> Set problem
Rewrite the data from its first line through the line containing "pixel 324 317", inclusive, changing "Coords" to "Points" throughout and leaving all else as it stands. Omit the pictures from your copy.
--- start Source material ---
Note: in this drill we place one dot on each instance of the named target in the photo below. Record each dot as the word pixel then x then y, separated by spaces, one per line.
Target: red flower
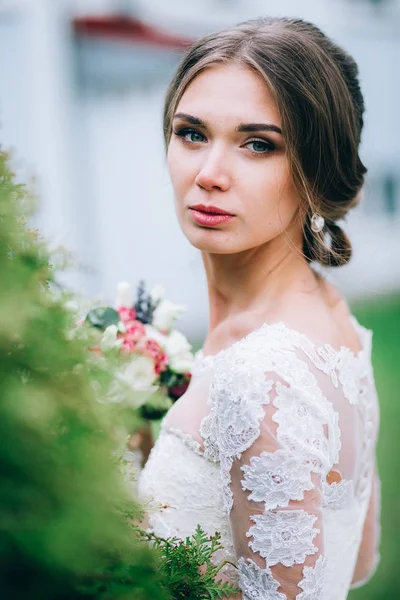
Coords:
pixel 135 331
pixel 153 349
pixel 126 314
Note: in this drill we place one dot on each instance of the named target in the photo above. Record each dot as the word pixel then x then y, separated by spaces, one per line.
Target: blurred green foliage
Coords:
pixel 383 317
pixel 64 505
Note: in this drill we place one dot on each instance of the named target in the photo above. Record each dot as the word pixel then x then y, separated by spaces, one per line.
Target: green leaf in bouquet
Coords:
pixel 102 317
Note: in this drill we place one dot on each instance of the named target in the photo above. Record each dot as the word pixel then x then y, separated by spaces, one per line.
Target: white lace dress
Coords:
pixel 273 445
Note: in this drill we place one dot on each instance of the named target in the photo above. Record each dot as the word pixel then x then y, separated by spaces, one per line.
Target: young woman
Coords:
pixel 273 444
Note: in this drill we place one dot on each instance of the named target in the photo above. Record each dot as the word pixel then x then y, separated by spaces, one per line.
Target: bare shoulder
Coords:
pixel 324 317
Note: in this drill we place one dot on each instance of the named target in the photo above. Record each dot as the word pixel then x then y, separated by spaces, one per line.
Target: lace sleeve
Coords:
pixel 275 435
pixel 368 556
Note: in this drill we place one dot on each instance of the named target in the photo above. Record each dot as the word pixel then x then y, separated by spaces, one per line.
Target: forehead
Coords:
pixel 231 92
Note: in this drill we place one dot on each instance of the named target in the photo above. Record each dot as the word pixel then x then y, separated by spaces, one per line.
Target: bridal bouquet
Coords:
pixel 150 360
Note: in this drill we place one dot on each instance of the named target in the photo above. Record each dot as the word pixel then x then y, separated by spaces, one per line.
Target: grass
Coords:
pixel 383 317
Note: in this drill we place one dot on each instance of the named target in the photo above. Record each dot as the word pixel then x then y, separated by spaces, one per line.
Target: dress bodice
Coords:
pixel 273 445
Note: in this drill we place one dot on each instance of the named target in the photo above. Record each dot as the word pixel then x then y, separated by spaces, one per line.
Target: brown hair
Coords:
pixel 316 88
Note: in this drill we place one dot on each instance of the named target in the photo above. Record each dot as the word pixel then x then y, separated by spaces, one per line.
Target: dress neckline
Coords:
pixel 364 336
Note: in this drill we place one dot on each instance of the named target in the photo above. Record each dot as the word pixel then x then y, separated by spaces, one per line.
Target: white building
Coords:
pixel 81 93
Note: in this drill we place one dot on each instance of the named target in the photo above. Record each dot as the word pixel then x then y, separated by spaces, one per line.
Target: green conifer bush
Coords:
pixel 69 528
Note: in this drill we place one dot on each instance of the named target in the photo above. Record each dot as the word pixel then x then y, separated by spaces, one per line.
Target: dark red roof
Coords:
pixel 127 28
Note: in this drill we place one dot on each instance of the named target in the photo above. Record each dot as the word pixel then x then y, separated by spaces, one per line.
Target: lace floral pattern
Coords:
pixel 301 423
pixel 312 583
pixel 338 495
pixel 276 386
pixel 285 537
pixel 233 423
pixel 257 583
pixel 276 478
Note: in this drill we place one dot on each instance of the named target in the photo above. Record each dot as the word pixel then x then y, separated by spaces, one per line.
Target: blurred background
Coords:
pixel 81 93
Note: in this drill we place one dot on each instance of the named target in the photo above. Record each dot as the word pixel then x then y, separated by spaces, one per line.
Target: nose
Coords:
pixel 213 174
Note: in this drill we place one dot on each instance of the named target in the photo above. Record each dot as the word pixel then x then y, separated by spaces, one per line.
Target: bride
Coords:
pixel 273 444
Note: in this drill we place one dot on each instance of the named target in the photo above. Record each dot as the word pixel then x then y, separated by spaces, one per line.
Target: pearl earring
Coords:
pixel 317 222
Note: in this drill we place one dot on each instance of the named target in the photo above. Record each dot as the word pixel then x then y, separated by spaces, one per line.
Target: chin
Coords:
pixel 212 241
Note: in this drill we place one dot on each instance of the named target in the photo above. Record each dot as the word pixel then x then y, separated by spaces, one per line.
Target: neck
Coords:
pixel 254 280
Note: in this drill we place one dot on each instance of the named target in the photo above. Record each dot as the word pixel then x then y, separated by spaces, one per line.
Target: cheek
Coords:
pixel 275 198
--- end Source material ---
> Solution
Note: in this drill we place one dot on each instance of the named target in the photo below. Record each dot as the word pixel then x then y, separated by spaces, one per line.
Target: red flower
Points:
pixel 135 331
pixel 153 349
pixel 126 314
Note: in this drill we place one dot on each instance of the named target in the photo above. Record each dot as the word pixel then x then y, separated by spaces, one per line.
Target: blurred green foliage
Points:
pixel 383 317
pixel 64 505
Note: in this drill we place one dot on each instance of the named target in the photo above. Record each dot as the word pixel then x then y, separated by spaces, one per line.
Target: green leaf in bouquet
Points:
pixel 102 317
Note: in this drill we place one dot on each instance of the named target in the photo above. Record each dot as the word pixel then x then y, separated by spaces, one per line.
Target: white lace dress
Points:
pixel 273 445
Note: in this drill we place one dot on each instance of the named target in the photo above. Record each dot as the word pixel then x then y, separated by spaces, one per line.
Target: young woman
Points:
pixel 273 444
Note: in this drill we place one dot on each instance of the named target in the photo above. Record each dot as the word pixel then x then y, separated by spaces, one per line.
Target: bare shoulder
Points:
pixel 324 317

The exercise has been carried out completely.